EXERCISE REQUIREMENTS: Begin at the line of the material below that has "The component shall provide one point per instance of the candy" and stop after the line that has "x=450 y=240", rewriting every line in that span with the requests left as they are. In the answers, offset each x and y coordinate by adding 60.
·····
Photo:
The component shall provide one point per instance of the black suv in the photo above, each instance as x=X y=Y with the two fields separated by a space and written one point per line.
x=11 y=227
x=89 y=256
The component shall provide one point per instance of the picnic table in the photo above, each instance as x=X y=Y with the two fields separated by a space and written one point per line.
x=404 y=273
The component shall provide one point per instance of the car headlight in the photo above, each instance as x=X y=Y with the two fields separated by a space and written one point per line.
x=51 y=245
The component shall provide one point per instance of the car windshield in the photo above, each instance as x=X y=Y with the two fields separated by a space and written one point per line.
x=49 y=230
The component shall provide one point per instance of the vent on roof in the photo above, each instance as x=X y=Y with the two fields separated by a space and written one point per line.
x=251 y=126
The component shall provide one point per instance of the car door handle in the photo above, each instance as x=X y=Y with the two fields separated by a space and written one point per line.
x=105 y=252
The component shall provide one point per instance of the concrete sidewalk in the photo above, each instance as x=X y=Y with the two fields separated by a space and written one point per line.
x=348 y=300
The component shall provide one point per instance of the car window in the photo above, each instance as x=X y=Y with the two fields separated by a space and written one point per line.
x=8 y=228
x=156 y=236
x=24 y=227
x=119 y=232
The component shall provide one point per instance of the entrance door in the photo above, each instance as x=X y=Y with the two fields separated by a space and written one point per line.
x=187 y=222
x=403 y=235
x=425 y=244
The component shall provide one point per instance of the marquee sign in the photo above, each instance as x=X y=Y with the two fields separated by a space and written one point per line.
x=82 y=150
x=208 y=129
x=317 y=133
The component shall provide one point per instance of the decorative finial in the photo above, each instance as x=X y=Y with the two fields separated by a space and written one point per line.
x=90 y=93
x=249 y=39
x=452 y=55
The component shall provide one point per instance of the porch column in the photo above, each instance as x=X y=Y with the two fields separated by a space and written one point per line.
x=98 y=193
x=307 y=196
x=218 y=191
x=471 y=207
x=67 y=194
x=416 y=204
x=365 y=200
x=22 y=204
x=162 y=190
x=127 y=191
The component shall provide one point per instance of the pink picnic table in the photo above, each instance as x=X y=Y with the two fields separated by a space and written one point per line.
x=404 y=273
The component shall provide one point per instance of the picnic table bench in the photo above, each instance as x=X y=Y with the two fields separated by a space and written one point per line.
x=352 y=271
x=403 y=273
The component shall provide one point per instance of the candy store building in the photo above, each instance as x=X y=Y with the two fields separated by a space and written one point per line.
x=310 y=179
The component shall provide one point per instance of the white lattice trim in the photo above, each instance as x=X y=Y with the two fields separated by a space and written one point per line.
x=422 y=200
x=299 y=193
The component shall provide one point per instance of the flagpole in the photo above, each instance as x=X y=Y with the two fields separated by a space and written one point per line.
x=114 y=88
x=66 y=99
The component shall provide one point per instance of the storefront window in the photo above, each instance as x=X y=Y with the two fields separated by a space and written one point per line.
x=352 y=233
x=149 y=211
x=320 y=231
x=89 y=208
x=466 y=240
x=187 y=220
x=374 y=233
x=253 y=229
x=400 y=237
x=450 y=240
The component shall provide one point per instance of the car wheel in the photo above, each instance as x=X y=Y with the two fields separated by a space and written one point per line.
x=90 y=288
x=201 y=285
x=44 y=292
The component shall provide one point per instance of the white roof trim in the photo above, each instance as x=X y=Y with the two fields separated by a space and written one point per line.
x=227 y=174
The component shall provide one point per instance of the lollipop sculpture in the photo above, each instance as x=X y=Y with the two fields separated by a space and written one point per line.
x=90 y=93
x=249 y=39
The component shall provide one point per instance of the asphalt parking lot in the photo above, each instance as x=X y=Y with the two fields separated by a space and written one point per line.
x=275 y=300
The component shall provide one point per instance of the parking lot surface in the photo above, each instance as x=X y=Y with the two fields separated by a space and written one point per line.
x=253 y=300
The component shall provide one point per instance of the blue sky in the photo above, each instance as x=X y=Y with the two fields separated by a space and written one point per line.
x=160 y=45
·····
RESULT OF THE TASK:
The component shall provide one point per instance of the candy store building in the photo above, each instance as x=X y=Y with the two fields separated by a space and written one point per line.
x=370 y=239
The component shall provide one point per instance of the white lattice trim in the photo above, each instance as x=X y=Y with the two fields separated by a space and written one point per line.
x=482 y=260
x=359 y=253
The component shall provide one point per instance of the flagpole in the photo above, each instance as x=X y=Y with the two fields separated by a space and written one point per line.
x=174 y=148
x=126 y=159
The component shall provide one point per instance of the storefront window in the photo above, each instance as x=X y=Y with the two fields separated by a space and written one point per line.
x=412 y=293
x=209 y=271
x=380 y=291
x=149 y=268
x=526 y=300
x=247 y=280
x=434 y=293
x=313 y=289
x=460 y=297
x=510 y=300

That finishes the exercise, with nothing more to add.